▶ _Challenge A_
Revise the part of the passage on MANET rating dissemination that begins at the words "First, some meta" and ends after "to equation 4.", replacing "duplicity" with "duplication".
▶ _Challenge B_
In the passage on MANET rating dissemination, what does the user identifier uid in the payload indicate?

First, some meta data is necessary to enable MANET routing including a message identifier id to avoid message duplicity, a timestamp t to allow discarding of old messages and a TTL field used as described above. The payload itself includes a user identifier uid indicating the user who triggered the message, and the rating matrix \(\mathbf{Z} ^u = [z_{v i}]\), which contains all ratings known to user u. A matrix entry \(z_{v i}\) is the rating given to item i by user v, which is calculated according to equation 4.

3.2.3 Triggering rating dissemination

There are different policies to decide when a should propagate her ratings. Generally, the dissemination should be triggered when a new situation has occurred. The following trigger events can be distinguished:

  • Elapsed Time Window: the device of user u periodically sends a rating message \(\sigma _u\) with a certain frequency \(\omega\). Technically, this approach checks at fixed time intervals, whether the user is within range of yet unknown users. This way, a user detects other passing-by users.

▶ _Given data_

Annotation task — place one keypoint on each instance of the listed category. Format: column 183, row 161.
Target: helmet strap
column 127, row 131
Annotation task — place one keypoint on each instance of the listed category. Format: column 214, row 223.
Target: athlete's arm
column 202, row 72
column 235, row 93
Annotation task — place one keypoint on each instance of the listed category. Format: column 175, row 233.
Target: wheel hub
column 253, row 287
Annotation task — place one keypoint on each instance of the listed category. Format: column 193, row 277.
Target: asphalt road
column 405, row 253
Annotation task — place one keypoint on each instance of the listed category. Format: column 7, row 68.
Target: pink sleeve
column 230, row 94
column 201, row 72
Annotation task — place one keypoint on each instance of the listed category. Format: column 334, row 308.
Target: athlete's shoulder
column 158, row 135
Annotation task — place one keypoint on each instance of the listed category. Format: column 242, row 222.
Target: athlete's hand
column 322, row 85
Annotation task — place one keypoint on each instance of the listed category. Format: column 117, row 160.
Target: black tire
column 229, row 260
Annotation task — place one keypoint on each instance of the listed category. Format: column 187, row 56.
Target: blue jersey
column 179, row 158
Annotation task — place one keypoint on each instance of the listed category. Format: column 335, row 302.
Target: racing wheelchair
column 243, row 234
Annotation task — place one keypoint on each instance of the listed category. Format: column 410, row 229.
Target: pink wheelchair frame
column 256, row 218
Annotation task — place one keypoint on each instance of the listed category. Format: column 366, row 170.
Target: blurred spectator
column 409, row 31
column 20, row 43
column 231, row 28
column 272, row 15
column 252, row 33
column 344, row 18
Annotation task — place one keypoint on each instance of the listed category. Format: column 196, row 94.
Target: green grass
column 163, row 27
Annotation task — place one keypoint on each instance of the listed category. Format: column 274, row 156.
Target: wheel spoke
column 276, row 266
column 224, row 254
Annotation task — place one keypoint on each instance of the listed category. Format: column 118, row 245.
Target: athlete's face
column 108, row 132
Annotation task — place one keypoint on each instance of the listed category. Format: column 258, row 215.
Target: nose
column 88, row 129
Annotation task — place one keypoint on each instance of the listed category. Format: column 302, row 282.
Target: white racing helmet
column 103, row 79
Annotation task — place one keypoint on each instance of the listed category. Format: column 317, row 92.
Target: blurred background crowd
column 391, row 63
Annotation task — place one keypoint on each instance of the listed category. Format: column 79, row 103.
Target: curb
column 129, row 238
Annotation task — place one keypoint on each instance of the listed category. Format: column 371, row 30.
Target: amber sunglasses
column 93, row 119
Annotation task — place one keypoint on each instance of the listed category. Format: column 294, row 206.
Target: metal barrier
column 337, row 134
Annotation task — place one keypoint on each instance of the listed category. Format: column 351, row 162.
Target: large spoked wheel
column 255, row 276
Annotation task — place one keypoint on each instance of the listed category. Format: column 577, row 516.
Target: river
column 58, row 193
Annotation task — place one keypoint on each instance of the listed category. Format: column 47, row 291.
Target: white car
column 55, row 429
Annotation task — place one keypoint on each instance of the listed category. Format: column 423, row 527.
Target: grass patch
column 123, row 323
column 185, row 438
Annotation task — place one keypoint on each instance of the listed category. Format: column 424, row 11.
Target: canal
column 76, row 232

▶ _Written answer A_
First, some meta data is necessary to enable MANET routing including a message identifier id to avoid message duplication, a timestamp t to allow discarding of old messages and a TTL field used as described above. The payload itself includes a user identifier uid indicating the user who triggered the message, and the rating matrix \(\mathbf{Z} ^u = [z_{v i}]\), which contains all ratings known to user u. A matrix entry \(z_{v i}\) is the rating given to item i by user v, which is calculated according to equation 4.

▶ _Written answer B_
The user who triggered the message.